Start of Information

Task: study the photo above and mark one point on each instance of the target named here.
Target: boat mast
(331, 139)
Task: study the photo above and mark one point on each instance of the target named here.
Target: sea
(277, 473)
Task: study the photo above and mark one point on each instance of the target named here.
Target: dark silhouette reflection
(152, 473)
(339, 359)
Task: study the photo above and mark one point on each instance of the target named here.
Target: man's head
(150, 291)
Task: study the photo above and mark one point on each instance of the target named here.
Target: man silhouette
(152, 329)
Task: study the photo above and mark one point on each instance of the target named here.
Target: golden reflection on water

End of Information
Start of Information

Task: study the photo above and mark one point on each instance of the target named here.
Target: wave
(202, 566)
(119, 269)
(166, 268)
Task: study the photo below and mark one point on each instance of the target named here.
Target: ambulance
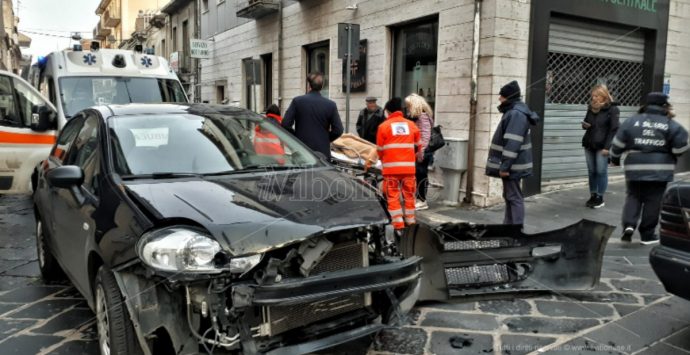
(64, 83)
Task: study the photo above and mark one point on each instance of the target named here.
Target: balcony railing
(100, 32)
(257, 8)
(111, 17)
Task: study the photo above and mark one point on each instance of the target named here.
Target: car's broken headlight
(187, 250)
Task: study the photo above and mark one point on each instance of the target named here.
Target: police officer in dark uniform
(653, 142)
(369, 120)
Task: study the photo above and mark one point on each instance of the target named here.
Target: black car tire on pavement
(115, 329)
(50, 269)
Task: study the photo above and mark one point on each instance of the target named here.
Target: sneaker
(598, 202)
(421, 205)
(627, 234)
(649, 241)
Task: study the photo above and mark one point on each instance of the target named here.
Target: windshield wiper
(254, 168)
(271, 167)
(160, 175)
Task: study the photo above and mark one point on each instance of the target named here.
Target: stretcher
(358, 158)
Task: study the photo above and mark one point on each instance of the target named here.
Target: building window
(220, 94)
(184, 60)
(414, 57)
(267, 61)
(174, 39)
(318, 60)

End of Information
Start of Information

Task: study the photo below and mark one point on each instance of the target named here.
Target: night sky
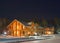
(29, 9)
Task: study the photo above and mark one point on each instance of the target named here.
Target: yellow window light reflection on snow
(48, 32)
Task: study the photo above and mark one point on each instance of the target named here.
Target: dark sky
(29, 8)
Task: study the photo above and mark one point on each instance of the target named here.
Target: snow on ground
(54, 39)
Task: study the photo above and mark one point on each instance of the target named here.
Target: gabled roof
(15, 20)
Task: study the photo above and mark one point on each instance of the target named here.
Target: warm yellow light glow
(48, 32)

End of Information

Assignment » Out of the entries above, write out only the lines between the line holding "Target: dark silhouette reflection" and the line holding "Target: golden reflection on water", inclusive, each exactly as given.

Solution below »
Target: dark silhouette reflection
(152, 473)
(339, 359)
Task: study the photo above and mark one point on each instance of the target named here.
Target: man's head
(150, 291)
Task: study the photo above and mark one point on each instance of the target named here.
Target: man silhouette
(152, 329)
Task: study the photo above and mark one point on each instance of the target named here.
Target: golden reflection on water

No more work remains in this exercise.